» Your tasks
1: In the Tapp forum thread, how often do the smart updates request data?
2: According to the Tapp forum thread, why does the latest release come with a conventional .dmg disk for installing Tapp.app?
3: Summarize the Tapp forum thread in two sentences.

» Article
-- begin --

# Tapp - Tesla Application for mac



## Carspotter Daily (Mar 27, 2018)

Hello,

I have spent a lot of time working on the new Tapp, and hope that is evident in the latest release.

Since I now have developer signing, I have included a conventional .dmg disk to install Tapp.app. I've tried to make the best possible user experience, and feel that the app could be complete with only a few more updates. There are many features of the application currently, and many which will be added in the near future. I welcome any constructive criticism as it helps direct the app through it's versions.

To list a few features:

Location tracking with precise address tracking and a power level graph
Smart updates (Data requests every 30 seconds or to verify that a button actually did change the state of the vehicle)
Logout which will delete all of the user's data relating to the vehicle
Secure credential storage in Apple's Keychain

If you encounter any issues or have a suggestion, please get into contact with me via any method below.

Message me or reply on this forum
E-Mail me ([email protected])
Open an Issue on Github
Screenshots:

























​
Download | View Source Code​[Mod edit:remove request for donation links per site rules]


----------



## msjulie (Feb 6, 2018)

+1 for swift


----------



## AB3DC (Apr 2, 2016)

Looks nice. Will be helpful to monitor the charge level when I park at the public charging station across from work. Will provide you with feedback once I get my Model 3 hopefully later this month.

You should also post this on Reddit: https://www.reddit.com/r/teslamotors/


----------

-- end --

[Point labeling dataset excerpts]
-- begin --

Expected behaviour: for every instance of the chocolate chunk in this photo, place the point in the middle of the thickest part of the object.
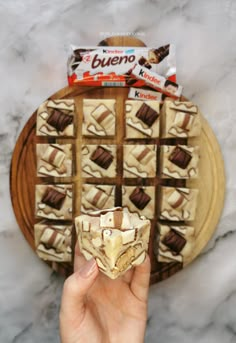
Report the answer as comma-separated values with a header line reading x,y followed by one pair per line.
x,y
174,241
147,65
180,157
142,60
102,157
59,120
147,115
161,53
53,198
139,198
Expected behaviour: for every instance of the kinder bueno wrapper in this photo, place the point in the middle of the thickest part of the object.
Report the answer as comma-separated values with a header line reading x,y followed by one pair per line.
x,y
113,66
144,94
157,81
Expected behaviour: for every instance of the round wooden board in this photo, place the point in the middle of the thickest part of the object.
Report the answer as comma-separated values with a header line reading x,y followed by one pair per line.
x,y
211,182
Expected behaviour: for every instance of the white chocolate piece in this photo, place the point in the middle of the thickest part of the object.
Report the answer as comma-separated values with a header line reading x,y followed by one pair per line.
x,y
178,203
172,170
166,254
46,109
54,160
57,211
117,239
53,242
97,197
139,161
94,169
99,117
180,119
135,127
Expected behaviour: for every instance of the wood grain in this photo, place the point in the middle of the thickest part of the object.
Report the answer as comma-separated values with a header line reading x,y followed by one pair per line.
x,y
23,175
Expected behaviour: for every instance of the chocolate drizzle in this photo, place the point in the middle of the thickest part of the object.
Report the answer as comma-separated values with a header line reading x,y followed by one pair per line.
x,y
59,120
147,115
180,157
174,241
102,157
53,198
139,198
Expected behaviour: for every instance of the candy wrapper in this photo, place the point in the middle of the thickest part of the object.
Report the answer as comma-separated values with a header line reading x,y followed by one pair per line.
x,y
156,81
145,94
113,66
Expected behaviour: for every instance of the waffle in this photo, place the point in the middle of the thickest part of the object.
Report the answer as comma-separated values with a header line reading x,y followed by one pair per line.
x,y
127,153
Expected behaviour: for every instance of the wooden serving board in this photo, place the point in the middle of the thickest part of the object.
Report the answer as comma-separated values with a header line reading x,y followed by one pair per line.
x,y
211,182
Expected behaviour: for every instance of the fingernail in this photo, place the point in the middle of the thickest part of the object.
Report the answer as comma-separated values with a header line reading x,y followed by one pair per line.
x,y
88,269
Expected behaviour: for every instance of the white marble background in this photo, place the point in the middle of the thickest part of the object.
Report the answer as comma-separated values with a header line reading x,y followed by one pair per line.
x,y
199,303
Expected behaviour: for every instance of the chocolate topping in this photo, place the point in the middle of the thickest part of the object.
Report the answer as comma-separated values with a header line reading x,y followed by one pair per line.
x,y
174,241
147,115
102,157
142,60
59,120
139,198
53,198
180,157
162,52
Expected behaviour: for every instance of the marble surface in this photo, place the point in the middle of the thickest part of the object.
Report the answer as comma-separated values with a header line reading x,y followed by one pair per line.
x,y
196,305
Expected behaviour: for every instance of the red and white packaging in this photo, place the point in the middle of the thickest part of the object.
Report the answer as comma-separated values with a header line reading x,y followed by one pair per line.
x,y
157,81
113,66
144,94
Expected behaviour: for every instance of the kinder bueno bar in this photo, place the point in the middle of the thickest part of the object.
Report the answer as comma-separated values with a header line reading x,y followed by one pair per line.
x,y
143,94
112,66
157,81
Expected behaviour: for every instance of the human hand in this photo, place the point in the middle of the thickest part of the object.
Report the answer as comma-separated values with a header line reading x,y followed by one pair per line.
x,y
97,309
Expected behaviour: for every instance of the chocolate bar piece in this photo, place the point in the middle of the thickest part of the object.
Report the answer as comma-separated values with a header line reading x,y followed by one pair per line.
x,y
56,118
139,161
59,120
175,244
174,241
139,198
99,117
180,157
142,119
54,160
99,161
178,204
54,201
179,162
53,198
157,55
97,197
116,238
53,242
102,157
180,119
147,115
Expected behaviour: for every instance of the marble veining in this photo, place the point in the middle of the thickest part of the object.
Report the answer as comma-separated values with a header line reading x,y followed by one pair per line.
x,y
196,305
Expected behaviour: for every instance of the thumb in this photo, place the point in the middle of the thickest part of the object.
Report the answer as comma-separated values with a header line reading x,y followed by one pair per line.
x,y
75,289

-- end --
-- begin --

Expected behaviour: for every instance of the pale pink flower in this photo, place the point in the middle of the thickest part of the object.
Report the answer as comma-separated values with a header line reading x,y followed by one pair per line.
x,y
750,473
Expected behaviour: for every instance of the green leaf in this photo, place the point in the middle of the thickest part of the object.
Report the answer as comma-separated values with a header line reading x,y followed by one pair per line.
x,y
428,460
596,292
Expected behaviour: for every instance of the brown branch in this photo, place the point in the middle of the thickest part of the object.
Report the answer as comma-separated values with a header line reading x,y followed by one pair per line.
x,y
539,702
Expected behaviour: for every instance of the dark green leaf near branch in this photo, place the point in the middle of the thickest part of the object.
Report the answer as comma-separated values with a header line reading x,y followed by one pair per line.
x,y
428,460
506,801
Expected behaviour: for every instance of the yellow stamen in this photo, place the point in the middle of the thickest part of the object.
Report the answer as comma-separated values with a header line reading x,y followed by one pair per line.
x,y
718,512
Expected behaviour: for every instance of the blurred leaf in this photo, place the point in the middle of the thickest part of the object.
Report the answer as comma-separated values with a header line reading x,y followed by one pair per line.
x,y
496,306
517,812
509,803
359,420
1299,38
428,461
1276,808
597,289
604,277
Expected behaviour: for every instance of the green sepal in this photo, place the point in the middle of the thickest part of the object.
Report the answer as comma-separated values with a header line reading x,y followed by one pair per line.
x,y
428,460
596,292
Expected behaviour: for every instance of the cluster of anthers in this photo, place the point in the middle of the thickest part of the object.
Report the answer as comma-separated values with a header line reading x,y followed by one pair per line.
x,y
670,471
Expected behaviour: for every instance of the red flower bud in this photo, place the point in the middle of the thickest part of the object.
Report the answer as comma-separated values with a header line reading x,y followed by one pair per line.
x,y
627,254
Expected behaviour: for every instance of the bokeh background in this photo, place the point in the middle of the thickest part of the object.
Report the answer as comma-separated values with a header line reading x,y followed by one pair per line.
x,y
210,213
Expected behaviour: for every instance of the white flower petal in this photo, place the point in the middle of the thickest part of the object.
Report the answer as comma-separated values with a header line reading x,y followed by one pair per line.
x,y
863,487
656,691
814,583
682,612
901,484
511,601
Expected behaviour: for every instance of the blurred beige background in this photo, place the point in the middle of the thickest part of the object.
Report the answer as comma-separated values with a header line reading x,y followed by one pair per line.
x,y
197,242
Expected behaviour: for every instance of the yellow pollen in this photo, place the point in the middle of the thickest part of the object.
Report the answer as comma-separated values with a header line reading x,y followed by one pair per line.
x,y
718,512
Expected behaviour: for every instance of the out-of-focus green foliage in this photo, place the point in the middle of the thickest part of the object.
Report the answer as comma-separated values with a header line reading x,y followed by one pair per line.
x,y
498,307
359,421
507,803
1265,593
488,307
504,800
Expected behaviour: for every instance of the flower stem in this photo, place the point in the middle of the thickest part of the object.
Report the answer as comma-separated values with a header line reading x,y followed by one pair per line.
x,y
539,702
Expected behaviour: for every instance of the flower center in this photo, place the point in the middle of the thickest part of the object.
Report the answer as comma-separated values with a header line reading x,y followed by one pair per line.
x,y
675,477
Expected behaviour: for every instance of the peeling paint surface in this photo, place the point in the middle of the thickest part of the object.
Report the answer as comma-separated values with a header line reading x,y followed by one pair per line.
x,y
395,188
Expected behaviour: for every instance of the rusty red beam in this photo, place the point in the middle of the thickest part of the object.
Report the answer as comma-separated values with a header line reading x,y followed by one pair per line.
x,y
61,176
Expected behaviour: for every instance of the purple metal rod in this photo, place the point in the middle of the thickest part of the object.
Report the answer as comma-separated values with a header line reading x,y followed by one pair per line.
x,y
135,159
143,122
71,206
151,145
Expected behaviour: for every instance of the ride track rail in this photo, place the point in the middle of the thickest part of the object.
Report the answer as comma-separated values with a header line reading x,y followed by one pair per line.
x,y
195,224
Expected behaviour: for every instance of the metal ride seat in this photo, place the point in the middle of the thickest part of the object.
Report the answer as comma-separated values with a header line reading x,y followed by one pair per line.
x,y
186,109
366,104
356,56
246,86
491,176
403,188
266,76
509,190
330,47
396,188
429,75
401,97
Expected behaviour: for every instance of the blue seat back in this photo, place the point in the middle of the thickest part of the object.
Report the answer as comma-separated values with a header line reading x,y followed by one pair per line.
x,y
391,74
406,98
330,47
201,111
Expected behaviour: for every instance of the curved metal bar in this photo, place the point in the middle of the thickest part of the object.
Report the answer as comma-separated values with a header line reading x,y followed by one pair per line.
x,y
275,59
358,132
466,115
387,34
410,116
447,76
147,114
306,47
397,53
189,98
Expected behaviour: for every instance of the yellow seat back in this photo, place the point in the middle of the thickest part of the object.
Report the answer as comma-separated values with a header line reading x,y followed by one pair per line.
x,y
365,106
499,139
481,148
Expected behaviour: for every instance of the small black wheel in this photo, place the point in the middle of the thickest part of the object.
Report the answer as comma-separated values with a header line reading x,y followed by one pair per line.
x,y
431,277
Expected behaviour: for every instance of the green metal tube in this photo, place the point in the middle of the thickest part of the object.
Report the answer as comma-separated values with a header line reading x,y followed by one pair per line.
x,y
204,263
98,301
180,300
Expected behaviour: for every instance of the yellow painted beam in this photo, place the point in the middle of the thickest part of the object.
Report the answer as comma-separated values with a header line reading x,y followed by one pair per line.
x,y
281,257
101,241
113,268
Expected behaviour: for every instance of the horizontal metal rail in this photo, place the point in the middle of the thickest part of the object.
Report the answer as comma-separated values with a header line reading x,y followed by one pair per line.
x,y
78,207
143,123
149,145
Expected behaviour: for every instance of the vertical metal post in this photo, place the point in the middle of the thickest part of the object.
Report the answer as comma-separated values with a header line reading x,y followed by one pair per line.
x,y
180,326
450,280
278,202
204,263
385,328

-- end --

» Solutions to the exercise
1: Every 30 seconds.

2: The original poster now has developer signing, so a conventional .dmg disk could be included to install Tapp.app.

3: A forum post announces a new release of Tapp, a Tesla application for Mac, which installs from a .dmg disk and offers location tracking with a power level graph, smart updates, a logout that deletes the user's vehicle data, and secure credential storage in Apple's Keychain. In the replies, one user gives a +1 for Swift, and another says the app looks nice, plans to use it to monitor charge level at a public charging station, and suggests posting it on Reddit.